= Given passage =

※ ※ ※

Rev. Dr. William Mason began his ministry with the United Methodist Church in June of 1964, and has been dedicated ever since. His first assignment was the Asbury United Methodist Church in Tulsa, Oklahoma; and under his leadership, the church grew from 118 members to 5,250 members by 1993. Along with the population growth, the budget also grew from $10,000 to an excess of $2.5 million.
Rev. Mason has been quite active during his years of service. In the 1980’s, he led a drive to petition the Quik-Trip fast food stores in Tulsa to remove all pornographic materials from their shelves. They agreed to his request and to this day, none of their 61 stores carry these items. In addition to his petition to that chain, Rev. Mason has spoken from the pulpit against sexually explicit movies and television programs. He encourages his congregation to write letters of protest to this type of entertainment. He feels very strongly about the moral decline in our country and never hesitates to speak out about its effects on our young people and the adults.
Rev. Mason also served as a member of the Alcoholism Advisory Council l of the State Department Board of Mental Health, and was a member of the Mayor’s Council on Alcoholism of Tulsa. He opened the church doors in 1965 to AA, Al-Anon, and Alateen meetings. The church also provided office space from 1984 to 1989 for Destination Discovery, an organization that provides programs for latchkey children in three large apartment complexes. Through his encouragement, a tutoring program has been ongoing every week for these youth at his church. In addition, the Meals on Wheels operates out of the church kitchen three days per week to serve south Tulsa.

※ ※ ※

(Region pointing data)
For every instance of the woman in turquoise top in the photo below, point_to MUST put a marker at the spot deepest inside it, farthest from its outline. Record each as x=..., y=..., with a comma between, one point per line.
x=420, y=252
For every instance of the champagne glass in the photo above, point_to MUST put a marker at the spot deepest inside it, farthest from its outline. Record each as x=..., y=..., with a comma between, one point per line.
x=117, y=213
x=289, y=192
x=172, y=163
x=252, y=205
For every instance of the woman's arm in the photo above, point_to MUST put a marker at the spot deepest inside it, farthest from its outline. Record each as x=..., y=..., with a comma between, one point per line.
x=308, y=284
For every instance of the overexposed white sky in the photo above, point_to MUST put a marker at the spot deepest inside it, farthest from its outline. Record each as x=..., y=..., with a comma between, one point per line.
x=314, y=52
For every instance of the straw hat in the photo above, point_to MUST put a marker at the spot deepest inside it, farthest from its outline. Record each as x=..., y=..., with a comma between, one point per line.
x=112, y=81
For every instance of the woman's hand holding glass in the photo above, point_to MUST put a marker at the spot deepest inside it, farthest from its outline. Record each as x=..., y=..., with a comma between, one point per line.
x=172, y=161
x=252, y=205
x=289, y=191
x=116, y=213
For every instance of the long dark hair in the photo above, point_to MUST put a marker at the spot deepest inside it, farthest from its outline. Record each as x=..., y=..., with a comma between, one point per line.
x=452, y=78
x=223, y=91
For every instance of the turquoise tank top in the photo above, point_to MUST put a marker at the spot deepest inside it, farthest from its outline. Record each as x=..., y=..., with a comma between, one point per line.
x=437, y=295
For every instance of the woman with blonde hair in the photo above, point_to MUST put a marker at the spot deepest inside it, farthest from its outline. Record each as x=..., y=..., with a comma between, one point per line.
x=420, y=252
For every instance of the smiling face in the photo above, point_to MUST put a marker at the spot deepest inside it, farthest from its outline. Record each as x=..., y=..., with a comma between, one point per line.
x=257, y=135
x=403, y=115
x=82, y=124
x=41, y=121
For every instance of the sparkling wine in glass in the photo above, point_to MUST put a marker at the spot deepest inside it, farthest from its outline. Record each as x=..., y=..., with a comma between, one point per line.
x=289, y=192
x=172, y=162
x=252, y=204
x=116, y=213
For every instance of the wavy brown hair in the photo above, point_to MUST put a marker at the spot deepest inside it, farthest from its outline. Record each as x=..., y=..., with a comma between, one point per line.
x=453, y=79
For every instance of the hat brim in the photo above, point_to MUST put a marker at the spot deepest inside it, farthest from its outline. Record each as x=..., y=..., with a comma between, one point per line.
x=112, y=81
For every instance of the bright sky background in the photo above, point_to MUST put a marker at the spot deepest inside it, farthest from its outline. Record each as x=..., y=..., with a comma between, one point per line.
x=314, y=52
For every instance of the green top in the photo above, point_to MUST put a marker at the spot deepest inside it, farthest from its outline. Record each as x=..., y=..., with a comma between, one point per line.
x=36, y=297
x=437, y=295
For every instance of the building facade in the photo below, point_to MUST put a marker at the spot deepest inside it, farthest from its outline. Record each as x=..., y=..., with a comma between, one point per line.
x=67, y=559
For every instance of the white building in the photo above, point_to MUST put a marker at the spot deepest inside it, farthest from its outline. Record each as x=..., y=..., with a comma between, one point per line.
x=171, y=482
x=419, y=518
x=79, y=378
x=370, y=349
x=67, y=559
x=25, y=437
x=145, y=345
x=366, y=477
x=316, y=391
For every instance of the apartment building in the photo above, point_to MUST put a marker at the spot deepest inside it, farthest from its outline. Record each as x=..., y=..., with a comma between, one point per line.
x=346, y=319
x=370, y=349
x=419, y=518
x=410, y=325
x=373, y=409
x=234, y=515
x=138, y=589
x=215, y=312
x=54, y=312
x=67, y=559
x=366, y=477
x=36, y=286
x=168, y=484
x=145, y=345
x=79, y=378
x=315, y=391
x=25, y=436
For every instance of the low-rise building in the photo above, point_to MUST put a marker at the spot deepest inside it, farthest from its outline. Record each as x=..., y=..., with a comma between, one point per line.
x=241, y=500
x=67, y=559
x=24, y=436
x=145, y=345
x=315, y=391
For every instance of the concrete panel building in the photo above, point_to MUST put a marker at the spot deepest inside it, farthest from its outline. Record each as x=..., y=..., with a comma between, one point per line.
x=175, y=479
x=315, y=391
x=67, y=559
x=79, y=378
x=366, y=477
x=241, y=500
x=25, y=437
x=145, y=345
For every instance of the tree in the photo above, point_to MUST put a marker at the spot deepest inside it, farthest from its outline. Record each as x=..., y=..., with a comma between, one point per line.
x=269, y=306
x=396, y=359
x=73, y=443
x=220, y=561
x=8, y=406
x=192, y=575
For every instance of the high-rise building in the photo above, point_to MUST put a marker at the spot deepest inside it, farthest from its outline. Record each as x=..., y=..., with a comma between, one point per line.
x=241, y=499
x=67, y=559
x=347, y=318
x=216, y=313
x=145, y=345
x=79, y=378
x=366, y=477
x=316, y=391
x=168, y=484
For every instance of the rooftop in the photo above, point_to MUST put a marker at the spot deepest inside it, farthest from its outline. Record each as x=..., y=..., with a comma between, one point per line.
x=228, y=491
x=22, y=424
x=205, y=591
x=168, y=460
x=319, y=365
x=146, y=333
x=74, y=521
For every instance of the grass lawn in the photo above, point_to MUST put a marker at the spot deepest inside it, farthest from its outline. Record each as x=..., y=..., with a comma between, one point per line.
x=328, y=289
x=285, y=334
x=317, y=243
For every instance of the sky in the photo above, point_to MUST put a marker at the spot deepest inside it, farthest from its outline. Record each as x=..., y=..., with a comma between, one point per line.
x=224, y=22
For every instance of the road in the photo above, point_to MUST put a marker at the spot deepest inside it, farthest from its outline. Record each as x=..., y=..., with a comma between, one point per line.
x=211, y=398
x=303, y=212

※ ※ ※

= Aim of the task =
Please change "first assignment" to "initial assignment" and write out that part of the Rev. Mason profile, beginning at the words "Rev. Dr. William" and stopping after "of $2.5 million.". Work only from the Rev. Mason profile.

= Solved exercise =
Rev. Dr. William Mason began his ministry with the United Methodist Church in June of 1964, and has been dedicated ever since. His initial assignment was the Asbury United Methodist Church in Tulsa, Oklahoma; and under his leadership, the church grew from 118 members to 5,250 members by 1993. Along with the population growth, the budget also grew from $10,000 to an excess of $2.5 million.